*** Given information ***

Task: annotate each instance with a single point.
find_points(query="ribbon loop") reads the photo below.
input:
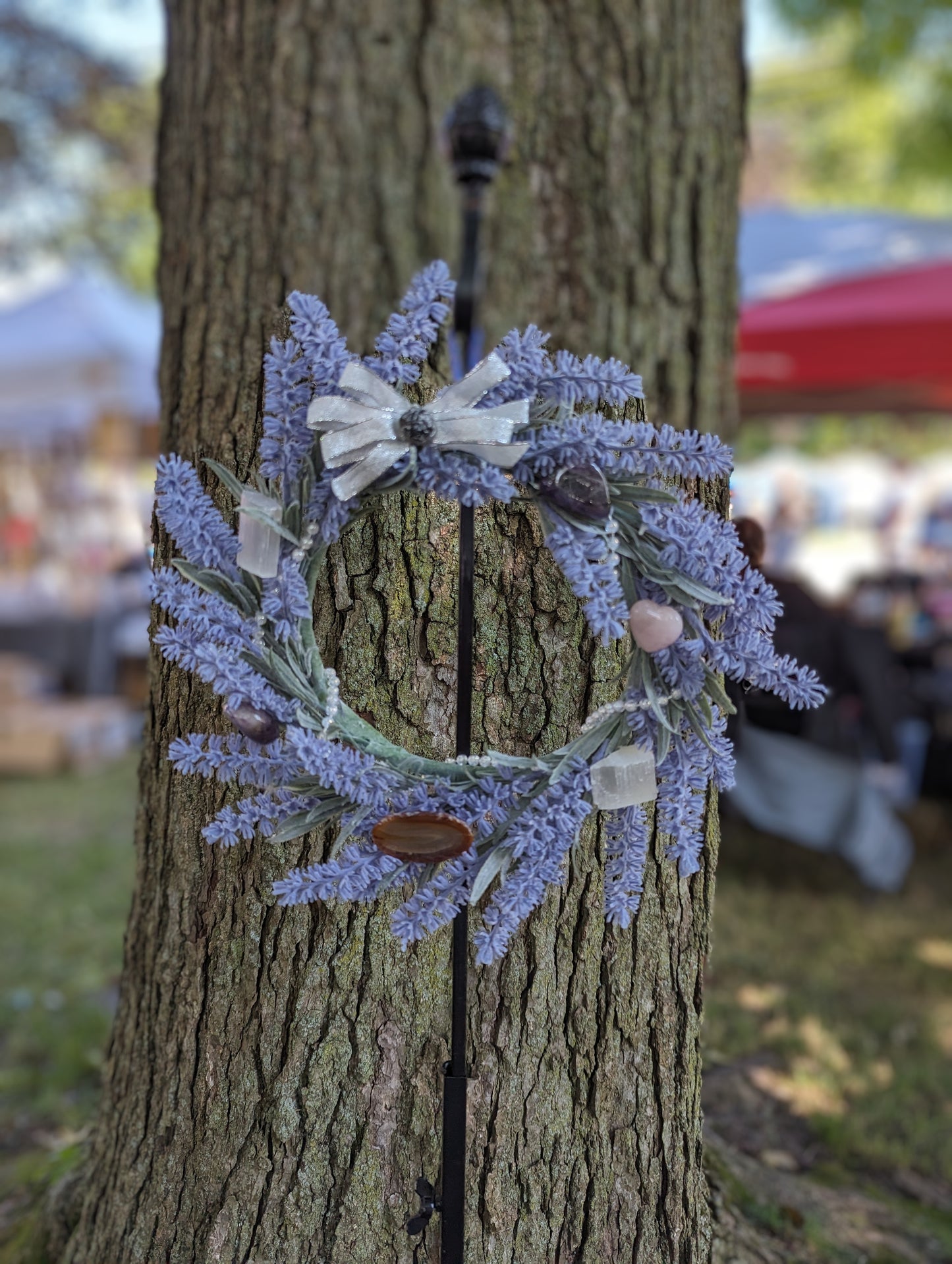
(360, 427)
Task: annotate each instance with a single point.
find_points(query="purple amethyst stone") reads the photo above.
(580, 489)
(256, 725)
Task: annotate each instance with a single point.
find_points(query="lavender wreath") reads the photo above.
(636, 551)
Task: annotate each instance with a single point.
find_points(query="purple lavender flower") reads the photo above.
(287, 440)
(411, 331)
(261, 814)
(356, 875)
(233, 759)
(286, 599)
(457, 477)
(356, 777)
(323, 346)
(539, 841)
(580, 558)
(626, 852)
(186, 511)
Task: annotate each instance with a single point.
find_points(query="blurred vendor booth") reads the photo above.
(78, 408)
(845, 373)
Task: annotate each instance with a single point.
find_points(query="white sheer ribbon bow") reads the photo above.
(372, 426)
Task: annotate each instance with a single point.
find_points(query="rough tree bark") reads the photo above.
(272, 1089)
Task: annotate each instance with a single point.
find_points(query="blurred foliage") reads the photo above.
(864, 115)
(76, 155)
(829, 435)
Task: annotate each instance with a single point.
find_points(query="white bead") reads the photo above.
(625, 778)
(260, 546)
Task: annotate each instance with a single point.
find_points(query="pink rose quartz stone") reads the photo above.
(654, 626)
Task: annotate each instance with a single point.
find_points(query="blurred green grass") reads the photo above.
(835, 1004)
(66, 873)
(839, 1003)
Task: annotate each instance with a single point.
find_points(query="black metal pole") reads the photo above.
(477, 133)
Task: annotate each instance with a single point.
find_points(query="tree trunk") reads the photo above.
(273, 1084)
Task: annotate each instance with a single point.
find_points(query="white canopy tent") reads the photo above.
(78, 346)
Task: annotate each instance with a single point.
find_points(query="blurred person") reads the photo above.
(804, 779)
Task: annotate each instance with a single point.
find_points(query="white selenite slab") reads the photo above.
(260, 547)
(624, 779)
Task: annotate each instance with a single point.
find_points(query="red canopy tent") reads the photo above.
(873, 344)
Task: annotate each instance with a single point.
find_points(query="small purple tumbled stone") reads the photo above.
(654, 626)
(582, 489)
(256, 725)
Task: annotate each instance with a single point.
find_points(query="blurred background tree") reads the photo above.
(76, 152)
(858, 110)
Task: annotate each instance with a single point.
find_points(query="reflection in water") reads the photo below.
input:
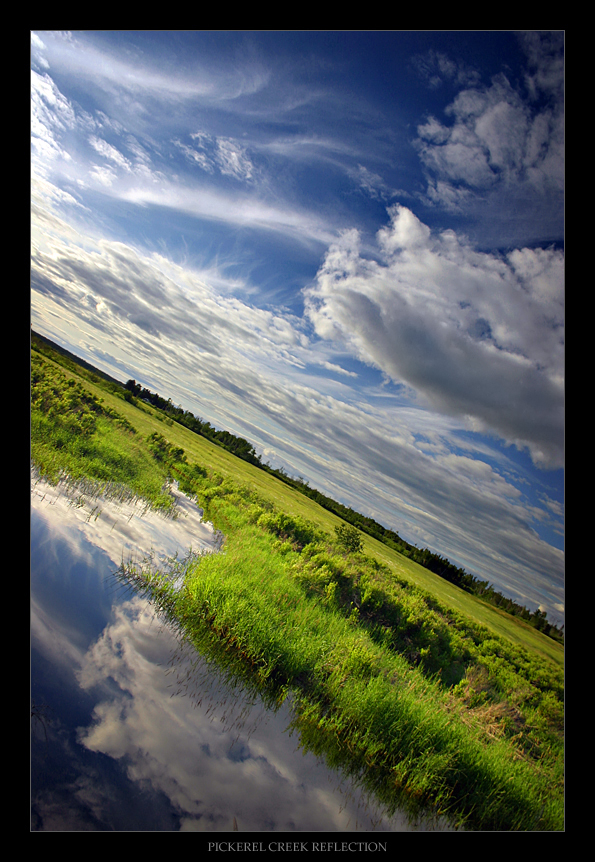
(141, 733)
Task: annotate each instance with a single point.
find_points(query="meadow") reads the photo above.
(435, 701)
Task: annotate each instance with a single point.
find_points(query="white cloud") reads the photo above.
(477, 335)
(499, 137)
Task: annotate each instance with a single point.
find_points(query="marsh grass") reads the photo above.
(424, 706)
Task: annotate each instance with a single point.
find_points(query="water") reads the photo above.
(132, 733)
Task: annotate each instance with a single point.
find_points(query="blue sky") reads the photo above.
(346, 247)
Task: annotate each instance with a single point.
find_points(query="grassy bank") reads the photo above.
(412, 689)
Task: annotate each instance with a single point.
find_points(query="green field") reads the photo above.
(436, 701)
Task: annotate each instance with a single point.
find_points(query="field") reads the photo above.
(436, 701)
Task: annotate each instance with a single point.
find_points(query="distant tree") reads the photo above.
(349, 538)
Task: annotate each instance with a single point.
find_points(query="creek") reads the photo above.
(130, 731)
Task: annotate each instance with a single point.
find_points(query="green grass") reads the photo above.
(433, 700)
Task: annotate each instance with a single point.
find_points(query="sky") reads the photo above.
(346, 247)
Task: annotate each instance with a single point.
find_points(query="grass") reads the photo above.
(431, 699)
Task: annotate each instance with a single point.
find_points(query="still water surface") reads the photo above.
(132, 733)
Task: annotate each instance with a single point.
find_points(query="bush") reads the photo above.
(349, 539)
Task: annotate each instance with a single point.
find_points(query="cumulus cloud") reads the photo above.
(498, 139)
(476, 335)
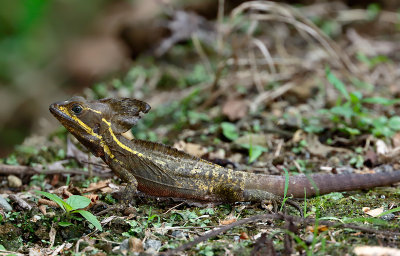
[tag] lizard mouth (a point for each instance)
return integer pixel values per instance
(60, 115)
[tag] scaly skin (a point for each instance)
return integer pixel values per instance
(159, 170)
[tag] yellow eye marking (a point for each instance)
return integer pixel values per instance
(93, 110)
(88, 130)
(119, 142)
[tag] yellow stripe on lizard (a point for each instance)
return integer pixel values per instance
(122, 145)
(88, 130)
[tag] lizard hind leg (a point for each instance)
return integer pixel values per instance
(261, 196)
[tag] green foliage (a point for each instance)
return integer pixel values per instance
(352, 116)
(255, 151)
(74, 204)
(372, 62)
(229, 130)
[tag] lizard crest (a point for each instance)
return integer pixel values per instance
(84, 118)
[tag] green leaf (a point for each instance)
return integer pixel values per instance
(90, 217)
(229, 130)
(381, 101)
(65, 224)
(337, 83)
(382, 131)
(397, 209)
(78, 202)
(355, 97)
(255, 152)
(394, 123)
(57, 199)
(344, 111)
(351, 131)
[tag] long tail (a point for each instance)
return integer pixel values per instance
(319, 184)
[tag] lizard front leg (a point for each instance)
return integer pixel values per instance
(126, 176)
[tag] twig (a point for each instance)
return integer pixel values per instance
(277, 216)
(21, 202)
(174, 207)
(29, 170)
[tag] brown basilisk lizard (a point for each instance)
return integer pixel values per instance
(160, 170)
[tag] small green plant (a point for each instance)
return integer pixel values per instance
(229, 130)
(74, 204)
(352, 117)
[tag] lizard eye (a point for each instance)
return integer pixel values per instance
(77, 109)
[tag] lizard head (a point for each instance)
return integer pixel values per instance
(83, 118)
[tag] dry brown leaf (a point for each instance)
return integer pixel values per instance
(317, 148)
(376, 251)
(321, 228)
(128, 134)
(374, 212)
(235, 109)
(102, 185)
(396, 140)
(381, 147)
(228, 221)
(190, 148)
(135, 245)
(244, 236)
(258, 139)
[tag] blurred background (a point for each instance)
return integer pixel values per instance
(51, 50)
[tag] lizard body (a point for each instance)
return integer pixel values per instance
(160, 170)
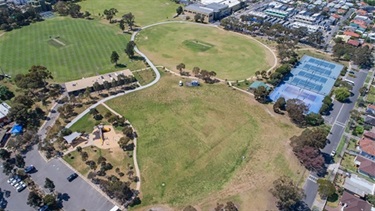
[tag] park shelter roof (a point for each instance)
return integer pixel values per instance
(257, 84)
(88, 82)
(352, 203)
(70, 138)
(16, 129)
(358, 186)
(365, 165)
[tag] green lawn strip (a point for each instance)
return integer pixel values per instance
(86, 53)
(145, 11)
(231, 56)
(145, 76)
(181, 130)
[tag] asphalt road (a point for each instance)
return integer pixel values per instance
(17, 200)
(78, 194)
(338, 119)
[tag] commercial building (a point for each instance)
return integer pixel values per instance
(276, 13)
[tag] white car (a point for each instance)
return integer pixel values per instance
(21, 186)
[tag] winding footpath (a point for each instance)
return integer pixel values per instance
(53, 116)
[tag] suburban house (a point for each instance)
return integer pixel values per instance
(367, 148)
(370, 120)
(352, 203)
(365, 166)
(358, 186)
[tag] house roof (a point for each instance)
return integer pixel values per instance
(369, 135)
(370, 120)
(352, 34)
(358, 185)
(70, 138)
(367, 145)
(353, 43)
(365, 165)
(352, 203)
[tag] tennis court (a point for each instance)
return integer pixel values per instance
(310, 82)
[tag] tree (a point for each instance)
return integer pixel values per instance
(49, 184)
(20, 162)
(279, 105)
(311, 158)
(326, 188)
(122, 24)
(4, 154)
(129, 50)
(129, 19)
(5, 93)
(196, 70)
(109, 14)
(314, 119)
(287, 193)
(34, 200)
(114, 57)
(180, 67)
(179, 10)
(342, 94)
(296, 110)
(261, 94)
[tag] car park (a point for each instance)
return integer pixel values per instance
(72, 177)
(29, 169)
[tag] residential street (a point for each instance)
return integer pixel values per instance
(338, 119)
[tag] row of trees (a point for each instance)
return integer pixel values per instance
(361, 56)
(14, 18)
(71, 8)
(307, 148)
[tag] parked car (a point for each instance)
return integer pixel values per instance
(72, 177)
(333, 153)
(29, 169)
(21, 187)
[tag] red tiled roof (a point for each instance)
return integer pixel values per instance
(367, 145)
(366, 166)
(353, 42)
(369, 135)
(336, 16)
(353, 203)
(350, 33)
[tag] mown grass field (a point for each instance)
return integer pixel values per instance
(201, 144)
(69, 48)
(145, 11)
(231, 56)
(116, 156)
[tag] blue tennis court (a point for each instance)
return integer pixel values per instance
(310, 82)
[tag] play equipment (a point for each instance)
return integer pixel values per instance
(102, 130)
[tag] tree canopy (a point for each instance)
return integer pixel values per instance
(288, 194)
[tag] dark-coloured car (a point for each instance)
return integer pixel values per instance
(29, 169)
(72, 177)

*** End of Given information ***

> [The problem] Each line in which the string "leaf" is found must be copied from the data.

> [Result for this task]
[tag] green leaf (a point for each instance)
[tag] dry brown leaf (a point for each instance)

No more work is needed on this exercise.